TASK
Repeat the material below line for line, without changing anything.

RECORD EXTRACTS
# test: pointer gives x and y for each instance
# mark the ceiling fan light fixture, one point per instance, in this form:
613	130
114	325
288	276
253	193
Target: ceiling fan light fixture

WRITTEN RESPONSE
# test: pointer gives x and y for each instance
# mark the ceiling fan light fixture, one point per instance, in this form:
613	130
114	325
288	276
253	193
Target: ceiling fan light fixture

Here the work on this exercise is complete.